Segment Start: Page extract

Anonymity, in some cases a key civil liberty, also enables society’s worst actors. The loudest, most obnoxious, most toxic voices are able to drown out the rest of us—a spectacle that has nearly pushed me to quit the video-game world entirely in recent months. I don’t need to hear about the sexual conquest of my mother from a random 12-year-old on Xbox Live ever again.
But here’s the thing: that random 12-year-old I seem to encounter so often? He probably isn’t 12. According to the ERSB, the average age of a video gamer is 34. That 34-year-old is certainly old enough to know better, but he probably came of age in an era when trolling was not just acceptable but encouraged by a generation of players who rarely, if ever, had to see the actual people they were playing with. No wonder he feels enabled by digital anonymity. It means he never has to face the consequences of his actions, or acknowledge that there is a human being on the other side of the screen.
It’s time to break this cycle—and to teach gamers that they can compete without being competitive, that they can win and lose without spewing racist, misogynist, homophobic bile at their fellow gamers. But doing so requires casting off the cloak of anonymity.
When I started playing video games, we were in arcades, and we had to win and lose with grace, or we’d get our butts beaten (literally) by other players. Or, worse, we’d be kicked out! When we played games next to each other on the couch, we could trash talk and razz each other, but we were still in the same room together, and our behavior out of game was even more important than the way we behaved in the game. Playing games with real, live humans prevented any of the poisonous behavior proliferating online today.

Segment End: Page extract
Segment Start: Record extracts

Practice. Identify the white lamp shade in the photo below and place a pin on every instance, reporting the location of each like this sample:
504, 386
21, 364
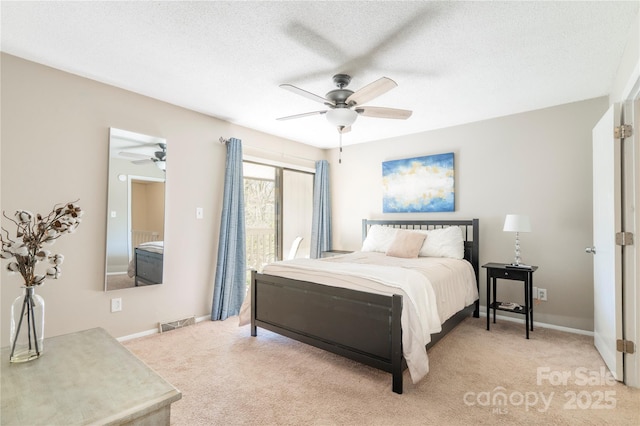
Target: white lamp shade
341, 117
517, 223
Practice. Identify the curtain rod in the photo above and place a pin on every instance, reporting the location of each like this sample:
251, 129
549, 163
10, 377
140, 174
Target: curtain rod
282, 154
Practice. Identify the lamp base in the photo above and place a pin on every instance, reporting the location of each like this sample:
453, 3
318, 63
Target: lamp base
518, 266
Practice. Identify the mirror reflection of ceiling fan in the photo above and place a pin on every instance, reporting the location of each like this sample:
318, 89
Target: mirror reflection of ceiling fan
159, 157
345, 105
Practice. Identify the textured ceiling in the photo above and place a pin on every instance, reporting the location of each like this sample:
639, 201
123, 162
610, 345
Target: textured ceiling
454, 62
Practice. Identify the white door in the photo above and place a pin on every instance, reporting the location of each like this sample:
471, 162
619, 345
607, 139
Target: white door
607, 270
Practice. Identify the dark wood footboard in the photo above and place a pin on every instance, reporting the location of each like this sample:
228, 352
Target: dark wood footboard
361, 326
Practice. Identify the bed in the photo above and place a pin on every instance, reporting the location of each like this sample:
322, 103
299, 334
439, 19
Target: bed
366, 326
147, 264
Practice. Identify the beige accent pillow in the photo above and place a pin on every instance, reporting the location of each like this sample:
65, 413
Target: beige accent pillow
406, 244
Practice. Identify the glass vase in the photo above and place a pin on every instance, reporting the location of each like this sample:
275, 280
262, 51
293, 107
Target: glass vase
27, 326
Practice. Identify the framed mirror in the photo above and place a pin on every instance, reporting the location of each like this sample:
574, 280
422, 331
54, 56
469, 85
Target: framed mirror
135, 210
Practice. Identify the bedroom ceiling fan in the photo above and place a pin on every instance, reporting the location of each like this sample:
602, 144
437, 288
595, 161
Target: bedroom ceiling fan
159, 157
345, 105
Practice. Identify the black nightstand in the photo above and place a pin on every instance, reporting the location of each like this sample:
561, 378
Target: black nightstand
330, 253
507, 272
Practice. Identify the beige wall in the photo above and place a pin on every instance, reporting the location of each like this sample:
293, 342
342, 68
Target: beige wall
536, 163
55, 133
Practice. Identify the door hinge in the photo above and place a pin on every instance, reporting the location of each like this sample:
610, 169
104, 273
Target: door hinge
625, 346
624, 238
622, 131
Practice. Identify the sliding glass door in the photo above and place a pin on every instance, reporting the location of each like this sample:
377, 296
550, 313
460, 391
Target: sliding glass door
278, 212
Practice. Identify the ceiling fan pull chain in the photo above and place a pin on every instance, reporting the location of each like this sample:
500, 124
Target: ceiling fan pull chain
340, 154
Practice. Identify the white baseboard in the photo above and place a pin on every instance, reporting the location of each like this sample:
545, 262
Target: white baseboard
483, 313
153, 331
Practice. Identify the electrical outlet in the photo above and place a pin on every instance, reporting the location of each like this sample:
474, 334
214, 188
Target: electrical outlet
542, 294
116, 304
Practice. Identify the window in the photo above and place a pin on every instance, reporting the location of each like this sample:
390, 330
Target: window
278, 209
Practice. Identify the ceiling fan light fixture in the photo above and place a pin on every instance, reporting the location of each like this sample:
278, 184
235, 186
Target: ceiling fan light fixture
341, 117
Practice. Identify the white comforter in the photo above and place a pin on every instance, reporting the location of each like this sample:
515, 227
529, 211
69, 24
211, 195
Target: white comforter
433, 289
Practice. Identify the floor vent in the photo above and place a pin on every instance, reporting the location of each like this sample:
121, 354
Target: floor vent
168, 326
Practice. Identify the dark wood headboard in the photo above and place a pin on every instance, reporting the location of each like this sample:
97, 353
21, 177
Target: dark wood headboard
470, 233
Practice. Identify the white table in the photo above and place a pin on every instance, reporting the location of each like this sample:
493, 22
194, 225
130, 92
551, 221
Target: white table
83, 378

Segment End: Record extracts

- Brief 1: Translate this sentence from the passage on anonymity in online gaming into Spanish: "But doing so requires casting off the cloak of anonymity."
- Brief 2: Resume the passage on anonymity in online gaming, picking up right after its final sentence.

- Output 1: Pero hacerlo exige despojarse del manto del anonimato.

- Output 2:
That, ultimately, is the cure for what ails us. It’s nearly impossible to enforce actual consequences in video games at the moment, but at a table, sitting face-to-face across a tabletop game, or even playing at a LAN party, sportsmanship matters. We can challenge ourselves and our opponents in nearly every world in nearly every type of game, and because we’re literally inches from each other, the way we react to victory and defeat actually matters.
I’ve seen players fight for every point in tournaments, then graciously congratulate each other, regardless of who won. I’ve sat down with complete strangers — just like the random person I’d likely encounter online — and had an absolutely wonderful time being obliterated by them, because not only were they more skilled than I was, they were also nice and decent human beings. My TV show “Tabletop,” which debuts its third season this week, is full of warm interactions like those:
To be sure, anonymity online has it uses and is very important. Governments hoover up people’s telephone and e-mail records without oversight, and companies track astonishingly granular personal information. If we want dissent in places where it would otherwise be quashed, whistleblowers to come forward, investigative journalism, and people who can feel like their authentic selves, they need tools like the Tor browser and GnuPGP to let them speak their minds with impunity. In the age of total-information awareness, citizens need certain protections.
But in the gaming community, those protections aren’t necessary, and they aren’t helping. Anonymous trolls have made the gaming community toxic — especially for women — and upended the industry at a time when the games we play are finally being recognized as the incredible works of art that they can be. While I don’t believe bad actors represent gaming culture’s mainstream, I feel sure they wouldn’t issue rape and death threats, or harass other gamers, if they would be held accountable for their actions.
I love tabletop and video games, which should be open and inclusive to everyone. It’s time for the silent majority of gamers to stand up and protect the community we love. Don’t let it go to the dogs.
*CLARIFICATION: This sentence has been updated to reflect what is known about Hannah Smith’s bullies.